According to the article on running GPUs on bare metal, what is the approximate monthly cost of an 8x H100 cloud server?
··· PASSAGE
How to Run GPUs on Bare Metal for 3× Lower Cost

Cloud GPU costs are skyrocketing, but there’s a way to cut expenses by up to 66%: switch to bare metal GPUs. Here’s why and how:

  • Cloud GPU Costs: Major providers charge $10–$15/hour for A100 and H100 instances, with an 8x H100 server costing ~$70,790/month. Scaling to 10 nodes? That’s $707,900/month.
  • Bare Metal Savings: Buy equivalent hardware for ~$833,806 upfront and break even in ~12 months. Plus, you avoid hidden costs like egress fees, virtualization overhead, and low GPU utilization common in cloud setups.
  • Key Benefits:
    • No virtualization overhead: Full GPU performance.
    • No egress fees: Saves 15–25% on inference-heavy workloads.
    • Predictable costs: Fixed monthly pricing simplifies budgeting.

Switching to bare metal involves setting up hardware, installing NVIDIA drivers, and configuring Kubernetes for GPU workloads. Tools like the NVIDIA GPU Operator streamline Kubernetes deployment, while workload optimizations (e.g., Multi-Instance GPU, autoscaling, and checkpointing) ensure high utilization and cost efficiency.

Example: Veridion slashed cloud GPU costs from $2M/month to $60K/month by switching to bare metal – 30× better cost-to-performance.

Bare metal GPUs are ideal for high-utilization workloads (10+ hours/day). If managing infrastructure feels complex, services like TechVZero handle compliance, setup, and optimization, charging only a portion of the savings achieved.

Learn how to set up and optimize bare metal GPUs to save thousands or even millions annually.

Cloud vs Bare Metal GPU Cost Comparison: 3x Savings Breakdown

Cloud vs Bare Metal GPU Cost Comparison: 3x Savings Breakdown

Deepseek on bare metal Kubernetes with Talos Linux

Kubernetes

Prerequisites for Bare Metal GPU Setup

Getting the most out of bare metal GPU setups requires careful attention to hardware, software, and compliance. While these setups demand more planning than cloud instances, the payoff is clear: significantly reduced GPU costs without sacrificing performance.

Hardware Requirements

The hardware you choose directly determines both performance and cost efficiency. Here’s what you’ll need:

  • GPUs: For demanding AI workloads, go with NVIDIA H100 (80GB/94GB VRAM) or H200 GPUs. For smaller tasks like inference or fine-tuning, NVIDIA L40S (48GB VRAM) or L4 GPUs are more budget-friendly options. Consumer GPUs like the RTX 4090 might work for development, but they typically lack the memory and reliability needed for production.
······
··· RAW RECORDS
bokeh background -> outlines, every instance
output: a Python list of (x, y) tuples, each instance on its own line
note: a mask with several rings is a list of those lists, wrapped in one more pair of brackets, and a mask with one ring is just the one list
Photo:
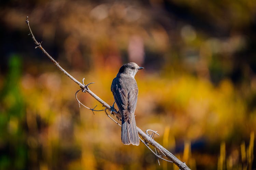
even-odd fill
[[(103, 112), (79, 108), (75, 78), (112, 105), (124, 63), (145, 69), (137, 125), (193, 169), (247, 169), (256, 129), (253, 0), (3, 1), (0, 3), (0, 169), (178, 169), (143, 144), (122, 144)], [(83, 103), (98, 109), (88, 94)]]

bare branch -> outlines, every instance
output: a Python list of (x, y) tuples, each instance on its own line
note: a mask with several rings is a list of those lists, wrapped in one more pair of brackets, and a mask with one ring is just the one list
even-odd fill
[(118, 123), (115, 120), (114, 120), (114, 119), (113, 118), (112, 118), (112, 117), (111, 117), (111, 116), (109, 116), (109, 115), (108, 114), (108, 113), (107, 113), (106, 111), (106, 110), (107, 109), (106, 108), (105, 108), (104, 109), (104, 111), (105, 111), (105, 112), (106, 113), (106, 114), (107, 115), (107, 116), (108, 116), (108, 117), (109, 117), (110, 119), (111, 119), (111, 120), (114, 121), (114, 122), (115, 123), (117, 124), (118, 125), (119, 125), (119, 126), (121, 126), (121, 125), (119, 124), (119, 123)]
[[(105, 107), (106, 109), (111, 111), (112, 113), (114, 114), (116, 116), (117, 118), (119, 119), (119, 120), (121, 120), (122, 117), (120, 113), (116, 111), (116, 110), (114, 109), (114, 108), (113, 109), (113, 107), (111, 106), (108, 103), (102, 100), (101, 99), (100, 99), (99, 97), (96, 95), (95, 95), (94, 92), (91, 91), (89, 89), (89, 88), (88, 88), (88, 85), (89, 85), (89, 84), (87, 85), (84, 85), (84, 84), (83, 84), (79, 82), (78, 80), (74, 78), (74, 77), (71, 75), (70, 75), (69, 73), (67, 72), (65, 70), (63, 69), (63, 68), (62, 68), (62, 67), (61, 67), (60, 66), (59, 63), (57, 62), (56, 62), (49, 54), (48, 54), (48, 53), (45, 51), (45, 50), (44, 50), (44, 49), (42, 47), (41, 45), (41, 43), (38, 42), (37, 40), (35, 39), (35, 37), (34, 36), (34, 35), (33, 34), (32, 31), (31, 30), (31, 29), (30, 28), (30, 26), (29, 26), (29, 21), (28, 20), (28, 17), (27, 17), (27, 19), (26, 20), (26, 23), (27, 23), (27, 24), (28, 25), (28, 27), (29, 29), (29, 30), (30, 34), (31, 35), (32, 38), (33, 39), (33, 40), (34, 42), (35, 43), (37, 46), (38, 47), (37, 48), (40, 49), (43, 52), (48, 58), (49, 58), (50, 60), (51, 60), (51, 61), (52, 61), (52, 62), (54, 63), (54, 64), (55, 65), (58, 67), (59, 69), (61, 71), (62, 71), (64, 74), (67, 75), (76, 83), (82, 89), (83, 91), (85, 92), (86, 92), (88, 93), (89, 94), (90, 94), (90, 95), (92, 96), (96, 100), (98, 101), (101, 104), (102, 104), (103, 106)], [(81, 103), (80, 102), (80, 104), (82, 103)], [(89, 108), (89, 109), (92, 110), (91, 109), (94, 109), (95, 108), (94, 108), (93, 109)], [(162, 147), (162, 146), (155, 141), (150, 136), (149, 136), (147, 134), (145, 133), (144, 132), (143, 132), (143, 131), (141, 130), (138, 127), (137, 127), (137, 130), (138, 131), (138, 133), (141, 136), (141, 137), (143, 139), (144, 139), (144, 141), (145, 141), (147, 143), (149, 143), (149, 144), (151, 145), (154, 148), (157, 149), (158, 150), (160, 151), (160, 152), (161, 152), (161, 153), (164, 153), (164, 154), (166, 156), (168, 159), (169, 159), (170, 160), (170, 161), (173, 162), (176, 165), (180, 168), (181, 169), (184, 169), (186, 170), (190, 169), (189, 168), (188, 168), (187, 166), (184, 163), (182, 162), (180, 160), (177, 158), (176, 157), (175, 157), (175, 156), (174, 156), (171, 153), (171, 152), (169, 152), (165, 148), (163, 147)], [(156, 133), (154, 133), (156, 134)], [(148, 146), (147, 146), (146, 144), (145, 144), (144, 142), (143, 142), (143, 141), (141, 139), (141, 140), (142, 141), (144, 144), (145, 144), (145, 145), (148, 148), (149, 148), (149, 147), (148, 147)], [(152, 150), (151, 149), (150, 149), (150, 150)], [(155, 153), (153, 151), (153, 152), (155, 154)], [(159, 156), (159, 155), (158, 156), (158, 157), (161, 157)], [(168, 160), (165, 160), (167, 161)], [(169, 160), (168, 161), (169, 162), (170, 161)]]
[(89, 110), (90, 110), (92, 112), (93, 112), (93, 113), (94, 115), (95, 114), (94, 114), (94, 111), (95, 111), (95, 112), (100, 112), (101, 111), (104, 111), (104, 110), (103, 110), (103, 109), (102, 109), (102, 110), (95, 110), (94, 109), (96, 107), (97, 107), (97, 105), (96, 106), (95, 106), (93, 108), (89, 108), (87, 106), (84, 105), (83, 103), (81, 103), (81, 102), (79, 100), (78, 100), (78, 98), (77, 98), (77, 93), (78, 93), (78, 92), (79, 92), (80, 91), (82, 90), (82, 89), (80, 89), (80, 90), (78, 90), (75, 92), (75, 98), (76, 99), (76, 100), (77, 101), (77, 102), (78, 102), (78, 104), (79, 104), (79, 107), (80, 107), (80, 105), (81, 104), (81, 105), (82, 105), (82, 106), (83, 106), (84, 107), (86, 108), (88, 108)]
[(146, 147), (147, 147), (148, 148), (148, 149), (149, 149), (150, 150), (150, 151), (151, 152), (152, 152), (154, 154), (154, 155), (156, 155), (156, 156), (158, 158), (160, 158), (160, 159), (162, 159), (162, 160), (165, 160), (166, 161), (167, 161), (167, 162), (172, 162), (172, 161), (171, 161), (169, 160), (168, 160), (167, 159), (165, 159), (162, 158), (162, 157), (161, 157), (161, 155), (157, 155), (157, 154), (156, 154), (156, 153), (155, 153), (155, 152), (154, 151), (153, 151), (153, 150), (152, 149), (151, 149), (151, 148), (150, 148), (148, 146), (148, 145), (147, 144), (147, 143), (145, 143), (144, 141), (143, 141), (143, 140), (141, 138), (140, 138), (140, 137), (139, 137), (139, 138), (140, 138), (140, 140), (141, 141), (141, 142), (142, 142), (142, 143), (143, 143), (145, 145), (145, 146), (146, 146)]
······
TASK SOLUTION
About $70,790 per month.